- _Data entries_
====================

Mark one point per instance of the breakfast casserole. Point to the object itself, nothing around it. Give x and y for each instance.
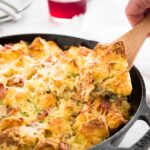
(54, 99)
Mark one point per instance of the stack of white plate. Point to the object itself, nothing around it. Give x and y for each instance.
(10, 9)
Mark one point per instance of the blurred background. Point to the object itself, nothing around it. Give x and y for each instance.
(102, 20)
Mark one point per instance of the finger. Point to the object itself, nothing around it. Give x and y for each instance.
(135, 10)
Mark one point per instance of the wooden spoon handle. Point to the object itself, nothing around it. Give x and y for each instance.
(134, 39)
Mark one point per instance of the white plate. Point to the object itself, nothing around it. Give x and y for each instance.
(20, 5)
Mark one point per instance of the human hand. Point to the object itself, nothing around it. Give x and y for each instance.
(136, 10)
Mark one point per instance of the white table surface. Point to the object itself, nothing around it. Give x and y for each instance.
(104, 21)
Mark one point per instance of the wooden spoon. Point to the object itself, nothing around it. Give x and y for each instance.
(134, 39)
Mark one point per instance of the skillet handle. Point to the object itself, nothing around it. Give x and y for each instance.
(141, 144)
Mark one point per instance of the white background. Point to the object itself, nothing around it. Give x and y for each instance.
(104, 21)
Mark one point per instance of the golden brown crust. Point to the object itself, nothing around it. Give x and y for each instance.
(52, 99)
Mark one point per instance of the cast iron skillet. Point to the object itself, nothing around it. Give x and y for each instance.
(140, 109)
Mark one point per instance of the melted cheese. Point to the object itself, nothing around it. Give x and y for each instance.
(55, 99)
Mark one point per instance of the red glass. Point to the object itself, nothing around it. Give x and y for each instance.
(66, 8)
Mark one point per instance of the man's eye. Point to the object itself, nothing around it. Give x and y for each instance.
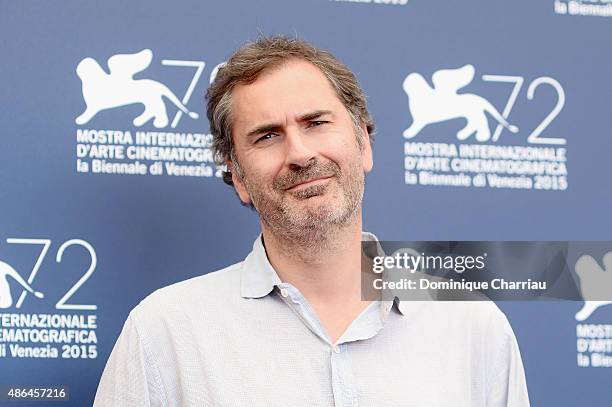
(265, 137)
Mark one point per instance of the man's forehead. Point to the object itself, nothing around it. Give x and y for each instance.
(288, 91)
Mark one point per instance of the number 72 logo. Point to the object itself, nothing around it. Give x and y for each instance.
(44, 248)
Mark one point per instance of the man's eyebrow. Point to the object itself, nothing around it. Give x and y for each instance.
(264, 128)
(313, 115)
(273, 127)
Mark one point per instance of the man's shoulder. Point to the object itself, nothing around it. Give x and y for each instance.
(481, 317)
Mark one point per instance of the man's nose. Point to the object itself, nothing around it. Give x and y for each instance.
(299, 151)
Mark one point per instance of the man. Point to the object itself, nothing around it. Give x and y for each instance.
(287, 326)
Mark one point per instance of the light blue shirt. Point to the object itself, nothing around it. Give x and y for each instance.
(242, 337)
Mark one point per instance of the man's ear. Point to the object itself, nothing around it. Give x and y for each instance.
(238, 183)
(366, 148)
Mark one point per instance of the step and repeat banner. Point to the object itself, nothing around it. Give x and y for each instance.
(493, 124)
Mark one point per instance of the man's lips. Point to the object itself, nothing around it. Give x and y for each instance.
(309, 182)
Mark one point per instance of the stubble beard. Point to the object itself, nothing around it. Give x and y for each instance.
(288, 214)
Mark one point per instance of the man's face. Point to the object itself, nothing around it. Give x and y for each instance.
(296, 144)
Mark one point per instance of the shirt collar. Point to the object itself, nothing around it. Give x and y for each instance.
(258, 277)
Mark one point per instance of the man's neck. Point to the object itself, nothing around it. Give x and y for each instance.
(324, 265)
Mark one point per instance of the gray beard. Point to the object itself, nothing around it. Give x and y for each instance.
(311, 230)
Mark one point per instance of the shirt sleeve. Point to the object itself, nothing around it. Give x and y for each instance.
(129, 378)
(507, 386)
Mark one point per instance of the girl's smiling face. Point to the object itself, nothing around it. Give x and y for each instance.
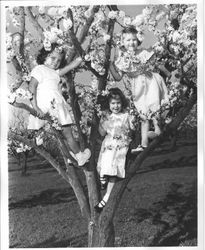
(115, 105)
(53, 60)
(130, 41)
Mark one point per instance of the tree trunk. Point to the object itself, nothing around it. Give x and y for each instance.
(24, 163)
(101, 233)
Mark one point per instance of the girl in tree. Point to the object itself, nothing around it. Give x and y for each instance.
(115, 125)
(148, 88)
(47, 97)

====================

- _Problem to solve_
Can you retype every one of the lines above word for word, leaving the pictures out?

- _Final result_
Mark one point per instance of the breakfast casserole. Point to the object itself, nothing around it. Give x and y for each instance.
(54, 99)
Mark one point per instance of the stack of white plate. Point to the object itself, nothing around it. Give x and y for each instance.
(10, 9)
Mark one point per instance of the blurred background. Point to the object itself, nothing around it. Give x and y for each instance.
(102, 20)
Mark one point per instance of the finger. Point to the object itself, nothing around it. Give x and y for each instance.
(135, 10)
Mark one point per instance of the wooden spoon handle. Point to the object itself, nothing around it. Give x and y for each instance.
(134, 39)
Mark one point per instance of the white plate. Point to the object itself, nothing around it. Give x and y for each instance.
(20, 5)
Mark one point per instance of the human hand. Point to the object itself, nothing around it. Give x and y for each instance.
(136, 10)
Mark one point per instance of the white table surface. Point to the object itself, nothing around it. Give x and y for each instance.
(104, 21)
Mark one point per instance of the wooden spoon. Point to the object itself, nothing around it. Give x and y for each instance.
(134, 39)
Mark one point per instance of the skillet handle. Point to the object itself, nothing around it. Give x and y for each instance.
(141, 144)
Mark one point per instance of the white background. Point to the object itself, nothing around it. Give x and y for each instance.
(104, 21)
Mark one point per instance of the golden brown crust. Point to the object itself, nothing around it. Give x and y for each instance.
(52, 99)
Mark one point per instance of the cast iron skillet. Point to the object itself, nothing around it. Give x and y for each instance.
(140, 109)
Mark one point per instance of the melted cheese. Point to the object itself, nothing around it. Give x and y for each instance.
(55, 99)
Mark one point per instance of the red glass. Point to the object itself, nothing around it. Give x and y for each instance.
(66, 8)
Mark one point per instance of the man's eye. Point to the object itself, nothing around it. Give x and y for each instance.
(265, 137)
Mark one point per instance of the man's forehead. Point to the object itself, nothing around it. Give x and y for each instance.
(288, 91)
Mark one point per instance of the number 72 logo. Point to the object itself, nothing around it. Give x and y for each instance.
(44, 248)
Mark one point per instance of the man's eyebrow. Point to the object itself, nothing around it. Give x and y for each instance.
(264, 128)
(313, 115)
(273, 127)
Mark one point per instance of the man's shoulder. Point to the object itself, nothing around it. Give x and y for each instance.
(481, 317)
Mark one point per instance of the man's nose. Point to the object itself, nothing around it. Give x and y for each instance.
(299, 151)
Mark one point per instance of the man. Point to the object itself, nothing around it. Give x and y for each instance.
(287, 326)
Mark one point per instance of the light blue shirt. Point to the object itself, nothing around it. Give x and y for each instance.
(242, 337)
Mark one point per instance of the man's ear. Point to the object itself, nothing around it. Give x and y for each instance.
(238, 183)
(366, 148)
Mark one point per instance of the step and repeat banner. Point to the object itself, nothing around it. Give x and y for each instance.
(493, 124)
Mark one point per instance of the man's lips. Point to the object itself, nothing around it. Give x and y for each instance.
(309, 182)
Mark one point per instance of the stubble beard. Point to the object itself, nothing around it. Give x and y for each instance.
(288, 214)
Mark one point per instance of the man's face. Point to the object itself, nothing around it. Give x and y for each instance.
(296, 144)
Mark one point per instance of the shirt collar. Point to the object itself, nothing around it. Give x and y for each instance.
(258, 277)
Mark one point per instance of the man's neck. Point to the object itself, nothing around it. Give x and y for each instance.
(324, 265)
Mark one point per instance of the gray beard. Point to the object itself, nothing around it. Give x and y for each instance.
(311, 230)
Mark one point per instance of the shirt sleeve. Point to the object itself, nothing around it. Give x and y for each instance.
(129, 378)
(507, 386)
Mark one point per instance of the girl's smiling face. Point to the object itself, nothing around it. Give x and y for each instance.
(115, 105)
(53, 60)
(130, 41)
Mark one point per instance of the tree trunk. Point to the object itself, nothing around it. Give x and y for each instance.
(24, 163)
(101, 233)
Mark one point per instance of the girl in tree. Point to the object itself, nothing around it. Give x and y for each instance.
(115, 125)
(148, 88)
(47, 97)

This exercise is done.